Task material:
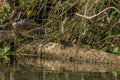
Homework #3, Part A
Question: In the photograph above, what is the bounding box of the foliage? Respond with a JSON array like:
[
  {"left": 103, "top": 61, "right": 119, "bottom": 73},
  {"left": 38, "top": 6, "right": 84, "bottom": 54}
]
[
  {"left": 0, "top": 46, "right": 10, "bottom": 61},
  {"left": 0, "top": 0, "right": 120, "bottom": 54}
]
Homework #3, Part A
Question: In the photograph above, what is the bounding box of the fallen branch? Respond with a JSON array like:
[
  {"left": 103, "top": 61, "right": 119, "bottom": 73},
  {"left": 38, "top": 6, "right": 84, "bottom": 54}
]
[{"left": 76, "top": 7, "right": 120, "bottom": 19}]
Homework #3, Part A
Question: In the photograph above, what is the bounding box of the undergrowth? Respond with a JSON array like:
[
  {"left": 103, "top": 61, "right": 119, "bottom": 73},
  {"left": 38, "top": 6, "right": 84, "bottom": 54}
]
[{"left": 0, "top": 0, "right": 120, "bottom": 54}]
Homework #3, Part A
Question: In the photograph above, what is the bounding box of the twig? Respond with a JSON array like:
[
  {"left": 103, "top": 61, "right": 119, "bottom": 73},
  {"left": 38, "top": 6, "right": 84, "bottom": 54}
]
[{"left": 76, "top": 7, "right": 120, "bottom": 19}]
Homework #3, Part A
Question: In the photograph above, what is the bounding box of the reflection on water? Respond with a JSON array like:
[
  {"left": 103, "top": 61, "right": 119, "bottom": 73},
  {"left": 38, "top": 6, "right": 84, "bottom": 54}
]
[
  {"left": 0, "top": 60, "right": 120, "bottom": 80},
  {"left": 0, "top": 69, "right": 120, "bottom": 80}
]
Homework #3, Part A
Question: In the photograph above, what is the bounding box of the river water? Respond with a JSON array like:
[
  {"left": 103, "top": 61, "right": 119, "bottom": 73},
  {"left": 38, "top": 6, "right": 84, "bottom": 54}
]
[{"left": 0, "top": 60, "right": 120, "bottom": 80}]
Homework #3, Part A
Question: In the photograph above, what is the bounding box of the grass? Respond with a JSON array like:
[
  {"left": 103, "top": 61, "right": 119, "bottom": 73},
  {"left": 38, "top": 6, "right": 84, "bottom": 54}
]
[{"left": 0, "top": 0, "right": 120, "bottom": 54}]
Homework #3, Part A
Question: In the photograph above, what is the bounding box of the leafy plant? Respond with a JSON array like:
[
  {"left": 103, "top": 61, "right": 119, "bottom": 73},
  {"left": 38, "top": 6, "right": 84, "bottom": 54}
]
[{"left": 0, "top": 46, "right": 10, "bottom": 61}]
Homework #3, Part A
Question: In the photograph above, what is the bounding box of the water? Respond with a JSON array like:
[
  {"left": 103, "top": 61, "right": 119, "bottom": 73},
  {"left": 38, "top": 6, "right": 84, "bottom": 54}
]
[{"left": 0, "top": 60, "right": 120, "bottom": 80}]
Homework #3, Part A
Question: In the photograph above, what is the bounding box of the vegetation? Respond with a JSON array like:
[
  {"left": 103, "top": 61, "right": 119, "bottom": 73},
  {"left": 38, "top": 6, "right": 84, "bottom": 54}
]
[{"left": 0, "top": 0, "right": 120, "bottom": 62}]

Task:
Count how many lines of the entries above contain the string "water", with case counting, and reply with only the number.

Problem solution:
3